(Data records):
** Begin **
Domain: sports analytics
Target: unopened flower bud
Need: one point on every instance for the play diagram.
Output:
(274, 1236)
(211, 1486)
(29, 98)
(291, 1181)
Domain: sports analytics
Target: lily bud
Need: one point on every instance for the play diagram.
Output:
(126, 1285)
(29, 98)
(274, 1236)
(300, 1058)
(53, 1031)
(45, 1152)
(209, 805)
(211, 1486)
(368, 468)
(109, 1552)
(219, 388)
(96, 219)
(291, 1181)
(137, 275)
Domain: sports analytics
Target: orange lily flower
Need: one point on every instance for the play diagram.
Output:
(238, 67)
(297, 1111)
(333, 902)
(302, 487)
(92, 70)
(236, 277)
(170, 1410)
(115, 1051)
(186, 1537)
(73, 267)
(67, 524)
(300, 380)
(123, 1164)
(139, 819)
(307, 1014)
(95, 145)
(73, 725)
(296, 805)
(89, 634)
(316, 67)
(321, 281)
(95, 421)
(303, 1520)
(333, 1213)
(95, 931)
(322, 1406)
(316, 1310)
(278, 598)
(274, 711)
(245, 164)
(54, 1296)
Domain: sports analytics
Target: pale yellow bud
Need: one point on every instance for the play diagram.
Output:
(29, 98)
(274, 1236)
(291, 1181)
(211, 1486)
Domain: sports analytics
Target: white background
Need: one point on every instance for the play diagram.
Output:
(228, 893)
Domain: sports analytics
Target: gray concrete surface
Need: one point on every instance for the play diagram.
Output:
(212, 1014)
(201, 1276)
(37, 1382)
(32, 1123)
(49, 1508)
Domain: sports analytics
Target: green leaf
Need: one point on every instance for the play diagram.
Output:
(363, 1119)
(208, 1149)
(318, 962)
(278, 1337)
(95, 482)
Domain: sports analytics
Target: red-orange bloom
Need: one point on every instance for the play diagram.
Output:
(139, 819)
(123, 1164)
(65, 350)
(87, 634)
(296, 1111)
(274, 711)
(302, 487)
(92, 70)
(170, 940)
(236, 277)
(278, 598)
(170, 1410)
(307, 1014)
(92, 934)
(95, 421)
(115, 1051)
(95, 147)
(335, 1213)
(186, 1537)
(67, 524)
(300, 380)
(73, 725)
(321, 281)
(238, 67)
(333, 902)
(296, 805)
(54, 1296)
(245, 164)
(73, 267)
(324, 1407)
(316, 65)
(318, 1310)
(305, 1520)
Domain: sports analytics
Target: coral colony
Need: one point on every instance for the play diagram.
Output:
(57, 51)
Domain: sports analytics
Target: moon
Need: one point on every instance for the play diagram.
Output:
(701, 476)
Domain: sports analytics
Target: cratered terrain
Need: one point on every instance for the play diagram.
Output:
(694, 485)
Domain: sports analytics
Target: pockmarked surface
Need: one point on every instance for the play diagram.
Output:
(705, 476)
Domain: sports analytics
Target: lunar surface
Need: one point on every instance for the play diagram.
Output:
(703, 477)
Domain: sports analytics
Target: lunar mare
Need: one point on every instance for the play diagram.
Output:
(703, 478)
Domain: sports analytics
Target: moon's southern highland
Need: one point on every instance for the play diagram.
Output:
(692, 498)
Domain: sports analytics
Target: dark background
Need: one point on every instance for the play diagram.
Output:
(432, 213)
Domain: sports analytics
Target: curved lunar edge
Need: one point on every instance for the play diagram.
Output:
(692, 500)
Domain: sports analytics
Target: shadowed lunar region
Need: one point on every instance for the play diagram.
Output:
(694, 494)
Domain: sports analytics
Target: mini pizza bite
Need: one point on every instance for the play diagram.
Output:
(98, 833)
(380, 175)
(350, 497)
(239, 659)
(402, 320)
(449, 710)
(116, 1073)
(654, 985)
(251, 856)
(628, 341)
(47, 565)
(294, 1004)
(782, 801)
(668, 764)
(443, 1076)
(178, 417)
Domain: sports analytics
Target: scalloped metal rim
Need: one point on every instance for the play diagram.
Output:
** End **
(What to produce): Copy every line verbatim.

(Response to this exercise):
Domain: sports analytics
Target: unopened flower bud
Need: one point on every instance for the play diagram.
Output:
(274, 1236)
(211, 1486)
(29, 98)
(291, 1181)
Domain: sports analytics
Target: lily bud
Need: one point on every instance for the play diagram.
Output:
(126, 1285)
(29, 98)
(274, 1236)
(300, 1058)
(53, 1031)
(45, 1152)
(209, 805)
(211, 1486)
(368, 468)
(109, 1552)
(219, 388)
(96, 219)
(291, 1181)
(137, 275)
Domain: sports analytics
Target: orange lily flower
Need: one point on every instance for the play diagram.
Output:
(238, 67)
(297, 1111)
(333, 902)
(302, 487)
(92, 70)
(236, 277)
(170, 1410)
(115, 1051)
(186, 1537)
(73, 267)
(67, 524)
(300, 380)
(123, 1164)
(139, 819)
(307, 1014)
(95, 145)
(73, 725)
(296, 805)
(89, 634)
(316, 67)
(321, 281)
(95, 421)
(303, 1520)
(333, 1213)
(95, 931)
(322, 1406)
(316, 1310)
(278, 598)
(274, 711)
(245, 164)
(54, 1296)
Domain: sports analytics
Target: pale yellow bud
Need: one point on every instance for the play diagram.
Output:
(29, 98)
(274, 1236)
(291, 1181)
(211, 1486)
Domain: sports analytics
Target: white background
Need: one point on every instance for the play diagram.
Output:
(228, 893)
Domain: sports analytics
Target: gray concrete surface
Need: one point on every instance for the play diagram.
Output:
(212, 1014)
(201, 1276)
(37, 1382)
(32, 1123)
(49, 1508)
Domain: sports analytics
Target: green leaf
Need: one point on every instance for the play diagram.
Output:
(363, 1119)
(208, 1149)
(318, 962)
(278, 1337)
(95, 482)
Domain: sports analytics
Target: red-orange bloom
Need: one point on every instance for the play diagram.
Output:
(139, 819)
(123, 1164)
(65, 350)
(87, 634)
(296, 1111)
(274, 711)
(302, 487)
(92, 70)
(170, 940)
(236, 277)
(278, 598)
(170, 1410)
(307, 1014)
(92, 934)
(95, 421)
(115, 1051)
(95, 147)
(335, 1213)
(186, 1537)
(67, 524)
(300, 380)
(73, 725)
(321, 281)
(238, 67)
(333, 902)
(296, 805)
(54, 1296)
(245, 164)
(73, 267)
(324, 1407)
(316, 65)
(318, 1310)
(305, 1520)
Domain: sports analytics
Target: coral colony
Need: one point on every instance for the play diagram.
Output:
(57, 51)
Domain: sports analytics
Target: moon
Need: one point on every instance for the play diagram.
Output:
(701, 476)
Domain: sports analytics
Target: cratered terrain
Need: one point on every instance for the play diagram.
Output:
(694, 485)
Domain: sports analytics
Target: pockmarked surface
Need: one point on every instance for the play diagram.
Output:
(705, 476)
Domain: sports analytics
Target: lunar surface
Need: one point on every instance for the play diagram.
Output:
(703, 477)
Domain: sports analytics
Target: lunar mare
Need: one point on every instance for the play diagram.
Output:
(703, 478)
Domain: sports analytics
Target: moon's southern highland
Need: one point on every instance for the play diagram.
Output:
(692, 498)
Domain: sports analytics
Target: dark background
Need: one point on every instance for the play diagram.
Output:
(432, 213)
Domain: sports analytics
Target: curved lunar edge
Need: one point on every instance for the play diagram.
Output:
(692, 500)
Domain: sports analytics
Target: shadowed lunar region
Need: one point on every instance for the play diagram.
Output:
(694, 494)
Domain: sports analytics
Target: mini pizza bite
Need: one point on every instance for the play diagram.
Output:
(98, 833)
(380, 175)
(350, 497)
(239, 659)
(402, 320)
(449, 710)
(116, 1073)
(654, 985)
(251, 856)
(628, 341)
(47, 565)
(294, 1004)
(782, 801)
(668, 764)
(443, 1076)
(178, 417)
Domain: sports analytics
Target: scalloped metal rim
Need: one point on every instance for the play diagram.
Output:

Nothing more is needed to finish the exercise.